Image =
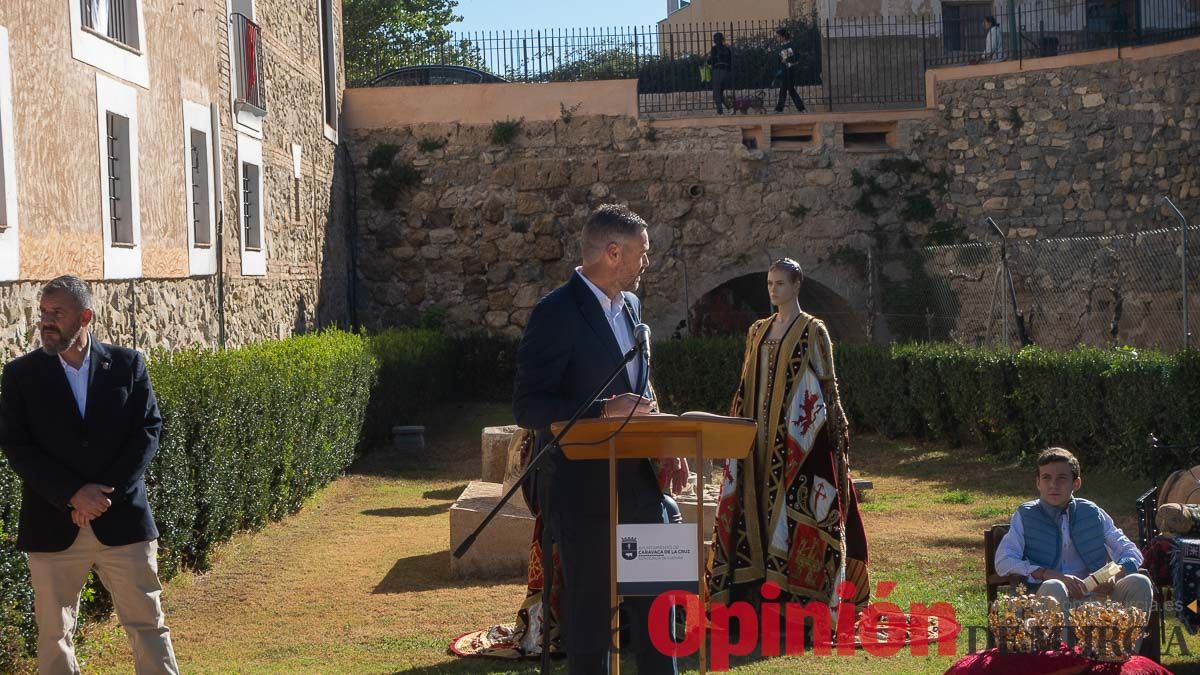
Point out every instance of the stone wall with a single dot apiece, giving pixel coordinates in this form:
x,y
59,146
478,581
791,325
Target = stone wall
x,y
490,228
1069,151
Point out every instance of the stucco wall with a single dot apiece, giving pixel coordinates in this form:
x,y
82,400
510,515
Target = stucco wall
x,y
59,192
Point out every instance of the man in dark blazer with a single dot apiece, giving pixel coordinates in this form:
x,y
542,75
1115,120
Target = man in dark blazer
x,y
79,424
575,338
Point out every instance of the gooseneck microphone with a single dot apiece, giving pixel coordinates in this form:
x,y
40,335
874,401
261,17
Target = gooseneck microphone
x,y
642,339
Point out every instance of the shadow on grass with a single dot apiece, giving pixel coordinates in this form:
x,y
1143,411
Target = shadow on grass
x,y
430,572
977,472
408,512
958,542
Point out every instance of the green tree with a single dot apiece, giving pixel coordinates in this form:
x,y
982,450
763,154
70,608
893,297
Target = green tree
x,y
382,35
◇ ◇ ◇ ◇ ◇
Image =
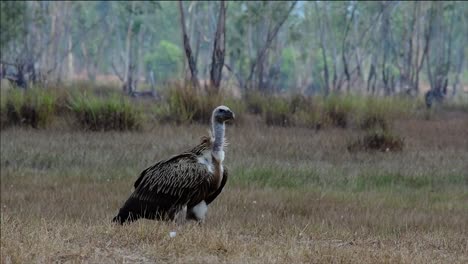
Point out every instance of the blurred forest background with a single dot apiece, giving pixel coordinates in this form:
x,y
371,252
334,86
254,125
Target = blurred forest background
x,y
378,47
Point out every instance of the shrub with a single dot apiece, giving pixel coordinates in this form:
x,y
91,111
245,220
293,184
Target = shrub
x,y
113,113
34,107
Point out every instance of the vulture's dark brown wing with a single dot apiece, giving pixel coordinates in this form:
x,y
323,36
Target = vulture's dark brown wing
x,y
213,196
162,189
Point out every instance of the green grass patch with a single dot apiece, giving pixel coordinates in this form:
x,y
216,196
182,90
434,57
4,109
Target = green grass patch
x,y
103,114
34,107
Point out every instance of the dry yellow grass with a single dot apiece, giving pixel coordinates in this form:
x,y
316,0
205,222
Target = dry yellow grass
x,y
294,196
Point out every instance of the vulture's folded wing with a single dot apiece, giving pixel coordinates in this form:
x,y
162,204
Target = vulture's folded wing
◇ ◇ ◇ ◇ ◇
> Task to complete: Recast the listing lines as a Markdown table with the columns Row and Line, one row per line with blank lines left out. Begin at the line that has "Point out every instance of the vulture's folded" and stop after the line that has "Target = vulture's folded wing".

> Exercise response:
| Row | Line |
|---|---|
| 1 | Point out every instance of the vulture's folded wing with a single dot apiece, giving pixel coordinates in this form: |
| 2 | x,y |
| 3 | 162,204 |
| 4 | Target = vulture's folded wing |